▸ **What to do**
Set down exactly, with nothing added, the lines from the one containing "query (the noun phrase to segment): pink" through the end of the entries.
=== Provided data ===
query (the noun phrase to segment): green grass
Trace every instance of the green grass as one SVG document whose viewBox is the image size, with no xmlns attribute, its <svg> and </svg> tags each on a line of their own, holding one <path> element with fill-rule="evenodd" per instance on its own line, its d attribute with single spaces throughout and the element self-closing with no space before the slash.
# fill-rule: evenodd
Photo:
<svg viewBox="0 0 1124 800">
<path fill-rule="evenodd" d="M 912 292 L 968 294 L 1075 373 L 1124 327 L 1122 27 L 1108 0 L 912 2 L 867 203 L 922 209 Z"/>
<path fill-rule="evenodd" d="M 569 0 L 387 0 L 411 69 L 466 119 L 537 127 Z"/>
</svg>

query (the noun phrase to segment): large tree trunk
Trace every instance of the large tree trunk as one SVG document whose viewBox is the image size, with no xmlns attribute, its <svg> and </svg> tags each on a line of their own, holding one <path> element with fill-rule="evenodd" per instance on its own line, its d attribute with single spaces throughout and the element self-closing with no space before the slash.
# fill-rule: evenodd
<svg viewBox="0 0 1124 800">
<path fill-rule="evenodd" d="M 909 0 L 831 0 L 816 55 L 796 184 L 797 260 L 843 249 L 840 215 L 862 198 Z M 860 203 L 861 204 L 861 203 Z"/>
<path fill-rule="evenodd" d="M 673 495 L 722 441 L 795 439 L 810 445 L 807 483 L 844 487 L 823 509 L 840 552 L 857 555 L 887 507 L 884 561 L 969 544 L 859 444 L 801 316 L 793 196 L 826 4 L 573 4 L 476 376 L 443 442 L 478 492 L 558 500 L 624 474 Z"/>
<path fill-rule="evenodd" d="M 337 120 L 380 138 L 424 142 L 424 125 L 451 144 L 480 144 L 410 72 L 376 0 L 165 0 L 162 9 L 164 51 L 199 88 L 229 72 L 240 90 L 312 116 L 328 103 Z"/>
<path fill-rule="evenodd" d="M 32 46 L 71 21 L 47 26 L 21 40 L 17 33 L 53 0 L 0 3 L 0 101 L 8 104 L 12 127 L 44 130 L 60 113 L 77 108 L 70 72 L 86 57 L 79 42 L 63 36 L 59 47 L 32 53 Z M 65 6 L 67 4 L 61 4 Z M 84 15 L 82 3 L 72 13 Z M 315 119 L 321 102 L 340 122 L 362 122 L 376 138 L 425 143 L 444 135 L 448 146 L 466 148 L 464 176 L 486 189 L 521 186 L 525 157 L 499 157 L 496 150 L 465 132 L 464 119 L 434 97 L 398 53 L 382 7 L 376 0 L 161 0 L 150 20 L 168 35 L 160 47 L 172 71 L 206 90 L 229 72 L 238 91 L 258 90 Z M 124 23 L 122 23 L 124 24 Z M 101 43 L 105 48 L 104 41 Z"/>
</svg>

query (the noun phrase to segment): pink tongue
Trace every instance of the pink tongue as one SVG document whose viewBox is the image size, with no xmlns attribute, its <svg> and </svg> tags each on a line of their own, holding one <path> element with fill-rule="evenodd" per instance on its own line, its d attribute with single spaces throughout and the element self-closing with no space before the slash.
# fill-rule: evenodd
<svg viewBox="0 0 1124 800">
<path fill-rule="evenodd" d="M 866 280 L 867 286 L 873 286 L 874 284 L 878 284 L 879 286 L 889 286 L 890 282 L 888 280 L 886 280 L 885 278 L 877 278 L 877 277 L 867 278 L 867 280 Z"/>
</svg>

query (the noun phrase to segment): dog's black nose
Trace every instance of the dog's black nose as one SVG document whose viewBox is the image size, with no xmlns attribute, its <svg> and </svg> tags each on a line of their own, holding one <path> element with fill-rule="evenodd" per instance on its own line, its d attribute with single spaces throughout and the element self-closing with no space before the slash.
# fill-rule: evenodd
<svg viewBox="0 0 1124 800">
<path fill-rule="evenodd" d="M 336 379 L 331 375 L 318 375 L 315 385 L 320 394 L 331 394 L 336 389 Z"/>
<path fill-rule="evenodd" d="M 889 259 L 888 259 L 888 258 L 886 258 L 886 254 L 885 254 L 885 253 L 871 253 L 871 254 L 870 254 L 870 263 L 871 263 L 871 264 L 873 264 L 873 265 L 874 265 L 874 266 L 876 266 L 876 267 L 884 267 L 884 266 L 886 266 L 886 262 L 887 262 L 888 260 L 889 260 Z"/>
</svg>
===
▸ **Problem solution**
query (the noun phrase to segment): pink tongue
Trace every instance of the pink tongue as one SVG document whose viewBox is the image size, with no xmlns attribute, its <svg> and </svg> tags each on a line of their own, holding one <path> element with fill-rule="evenodd" per instance on its own line, its d attribute with single spaces throughout and the element self-closing with no space before the slash.
# fill-rule: evenodd
<svg viewBox="0 0 1124 800">
<path fill-rule="evenodd" d="M 866 280 L 867 286 L 873 286 L 874 284 L 878 284 L 879 286 L 889 286 L 890 282 L 888 280 L 886 280 L 885 278 L 877 278 L 877 277 L 867 278 L 867 280 Z"/>
</svg>

query (the noun phrase to segment): dog's black nose
Trace every instance of the dog's black nose as one SVG document whose viewBox is the image size, with no xmlns attribute, its <svg> and </svg> tags each on a line of their own, holding one <path> element with fill-rule="evenodd" per instance on its own line, its d attribute with single spaces throughout and the element self-closing with no space before the slash.
# fill-rule: evenodd
<svg viewBox="0 0 1124 800">
<path fill-rule="evenodd" d="M 336 379 L 331 375 L 318 375 L 315 385 L 320 394 L 331 394 L 336 389 Z"/>
<path fill-rule="evenodd" d="M 889 259 L 888 259 L 888 258 L 886 258 L 886 254 L 885 254 L 885 253 L 871 253 L 871 254 L 870 254 L 870 263 L 871 263 L 871 264 L 873 264 L 873 265 L 874 265 L 874 266 L 876 266 L 876 267 L 884 267 L 884 266 L 886 266 L 886 262 L 887 262 L 888 260 L 889 260 Z"/>
</svg>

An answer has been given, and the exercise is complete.